*** Record excerpts ***
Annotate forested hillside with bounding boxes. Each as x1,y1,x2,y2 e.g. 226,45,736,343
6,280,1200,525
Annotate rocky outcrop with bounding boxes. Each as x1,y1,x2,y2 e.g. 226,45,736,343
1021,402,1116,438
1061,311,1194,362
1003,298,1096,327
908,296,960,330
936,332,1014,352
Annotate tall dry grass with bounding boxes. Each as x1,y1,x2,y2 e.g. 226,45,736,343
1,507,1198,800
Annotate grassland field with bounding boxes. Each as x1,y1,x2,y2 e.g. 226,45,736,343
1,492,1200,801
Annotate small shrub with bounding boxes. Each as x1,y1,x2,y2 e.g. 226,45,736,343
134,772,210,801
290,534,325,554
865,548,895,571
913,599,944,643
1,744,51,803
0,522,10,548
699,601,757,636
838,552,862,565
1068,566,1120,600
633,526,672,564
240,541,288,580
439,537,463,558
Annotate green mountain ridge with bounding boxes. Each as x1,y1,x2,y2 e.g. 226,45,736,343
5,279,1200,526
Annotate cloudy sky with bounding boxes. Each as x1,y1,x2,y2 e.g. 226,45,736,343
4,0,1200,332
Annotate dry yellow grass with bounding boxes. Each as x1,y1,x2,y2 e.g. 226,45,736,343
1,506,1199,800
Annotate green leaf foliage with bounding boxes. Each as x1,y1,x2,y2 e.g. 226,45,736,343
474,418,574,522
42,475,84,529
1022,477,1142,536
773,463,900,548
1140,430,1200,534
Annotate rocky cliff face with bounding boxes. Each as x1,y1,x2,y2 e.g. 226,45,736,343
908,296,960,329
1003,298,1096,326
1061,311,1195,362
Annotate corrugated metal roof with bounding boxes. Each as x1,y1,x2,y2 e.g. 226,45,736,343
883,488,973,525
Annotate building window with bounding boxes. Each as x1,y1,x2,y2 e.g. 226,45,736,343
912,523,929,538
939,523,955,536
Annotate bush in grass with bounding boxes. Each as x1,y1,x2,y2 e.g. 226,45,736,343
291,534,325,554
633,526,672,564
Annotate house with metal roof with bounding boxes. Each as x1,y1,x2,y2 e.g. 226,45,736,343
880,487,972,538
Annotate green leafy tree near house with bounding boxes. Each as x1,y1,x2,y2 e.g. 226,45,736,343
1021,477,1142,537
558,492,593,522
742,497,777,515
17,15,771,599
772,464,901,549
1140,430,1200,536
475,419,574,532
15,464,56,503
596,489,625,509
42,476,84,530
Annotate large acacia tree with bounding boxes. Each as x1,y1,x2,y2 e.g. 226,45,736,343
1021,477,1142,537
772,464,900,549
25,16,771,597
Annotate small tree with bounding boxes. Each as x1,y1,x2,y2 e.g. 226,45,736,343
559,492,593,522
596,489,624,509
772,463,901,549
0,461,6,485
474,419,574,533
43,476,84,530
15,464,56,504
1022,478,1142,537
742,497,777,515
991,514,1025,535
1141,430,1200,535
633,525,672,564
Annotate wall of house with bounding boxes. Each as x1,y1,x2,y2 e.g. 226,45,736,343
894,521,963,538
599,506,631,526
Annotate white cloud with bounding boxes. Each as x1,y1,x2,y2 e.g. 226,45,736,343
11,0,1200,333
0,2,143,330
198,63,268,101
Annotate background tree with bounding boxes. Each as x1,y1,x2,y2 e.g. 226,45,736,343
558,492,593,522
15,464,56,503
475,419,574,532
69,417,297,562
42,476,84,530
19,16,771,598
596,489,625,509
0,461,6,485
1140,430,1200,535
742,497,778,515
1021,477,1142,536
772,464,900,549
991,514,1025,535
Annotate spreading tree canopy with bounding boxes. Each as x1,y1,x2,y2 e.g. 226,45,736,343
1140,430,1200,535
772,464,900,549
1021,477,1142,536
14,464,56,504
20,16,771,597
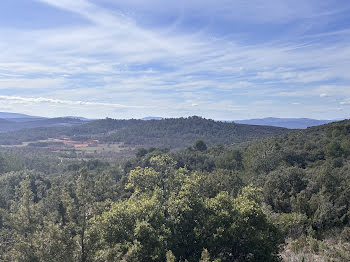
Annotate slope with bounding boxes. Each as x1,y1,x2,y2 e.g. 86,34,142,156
0,116,291,148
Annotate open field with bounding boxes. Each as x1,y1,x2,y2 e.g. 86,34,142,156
*** End of Record excerpts ***
> **What is required**: What this calls for is a word-for-word copy of the listing above, pictures excluded.

> **Final answer**:
Annotate forested hillside with bounding boxes. Each as x1,y1,x2,y2 e.g. 226,45,736,343
6,280,1200,525
Annotate rocky outcrop with bounding boxes. Each as x1,y1,x2,y2 e.g. 226,45,736,343
1021,402,1116,438
1061,311,1194,362
1003,298,1096,327
908,296,960,330
936,332,1014,352
Annotate tall dry grass with bounding boxes. Each as x1,y1,x2,y2 e.g. 226,45,736,343
1,507,1198,800
Annotate grassland field with bounding boxes. Each as x1,y1,x2,y2 e.g. 226,45,736,343
1,492,1200,801
Annotate small shrub with bounding boxes. Each as x1,y1,x2,y2 e.g. 226,45,736,343
134,772,210,801
290,534,325,554
865,548,895,571
913,599,944,643
1,744,51,803
0,522,10,548
699,601,757,636
838,552,862,565
1068,566,1120,600
633,526,672,564
240,541,288,580
439,537,463,558
Annotate green mountain ridge with bounding boxes. Each as x1,y1,x2,y2 e.g. 226,45,736,343
5,279,1200,526
Annotate cloudy sky with bounding boxes. Each as x1,y1,x2,y2 e.g. 226,45,736,343
4,0,1200,332
Annotate dry yellow grass with bounding boxes. Each as x1,y1,x2,y2 e.g. 226,45,736,343
1,506,1199,800
Annotate green leaf foliage with bounding boxes. Each as x1,y1,x2,y2 e.g. 226,45,736,343
474,418,574,522
42,475,84,529
1022,477,1142,536
773,463,900,548
1140,430,1200,534
Annotate rocky cliff face with bounding boxes. Each as x1,y1,x2,y2 e.g. 226,45,736,343
908,296,960,329
1003,298,1096,326
1061,311,1195,362
Annotate corrugated metal roof with bounding boxes. Each as x1,y1,x2,y2 e.g. 226,45,736,343
883,488,973,525
Annotate building window with bounding boxes. Each as x1,y1,x2,y2 e.g. 226,45,736,343
912,523,929,538
939,523,955,536
Annotate bush in grass with bounding boxes. Each as x1,y1,x2,y2 e.g. 226,45,736,343
291,534,325,554
633,526,672,564
Annotate house with metal roof with bounding boxes. Each as x1,y1,x2,y2 e.g. 226,45,736,343
880,487,972,538
Annotate green leafy tree near house with bounding boxes. Each as x1,y1,x2,y2 e.g. 226,45,736,343
1021,477,1142,537
558,492,593,522
742,497,777,515
17,15,771,599
772,464,901,549
1140,430,1200,536
475,419,574,532
15,464,56,503
596,489,625,509
42,476,84,530
Annotate large acacia tree with bounding boxes. Each as x1,y1,x2,y2 e.g. 226,45,736,343
1021,477,1142,537
772,464,900,549
25,16,771,597
Annotate small tree with bounding boxes. Each as x1,y1,x2,y2 e.g. 226,45,736,343
559,492,593,522
596,489,624,509
772,463,901,549
0,461,6,485
474,419,574,533
43,476,84,530
15,464,56,504
1022,478,1142,537
742,497,777,515
991,514,1025,535
1141,430,1200,535
633,525,672,564
Annotate wall of house with bounding boxes. Each as x1,y1,x2,y2 e.g. 226,45,736,343
894,521,963,538
599,506,631,526
Annotate white cloud with bounding boxes. Each as x1,y1,x2,y2 e.g. 226,45,736,343
11,0,1200,333
0,2,143,330
198,63,268,101
Annotate background tree with bounding boxes. Each as x1,y1,x2,y2 e.g. 226,45,736,343
558,492,593,522
15,464,56,503
475,419,574,532
69,417,297,562
42,476,84,530
19,16,771,598
596,489,625,509
0,461,6,485
1140,430,1200,535
742,497,778,515
1021,477,1142,536
772,464,900,549
991,514,1025,535
Annotate spreading tree canopy with bounding boxes. Each as x1,y1,x2,y2 e.g. 226,45,736,343
1140,430,1200,535
772,464,900,549
1021,477,1142,536
14,464,56,504
20,16,771,597
Annotate slope with bounding boxes. Each as x1,y1,x2,y2 e.g. 86,34,142,156
0,116,291,148
Annotate open field with bounding boxes. Each as x1,y1,x2,y2 e.g. 86,34,142,156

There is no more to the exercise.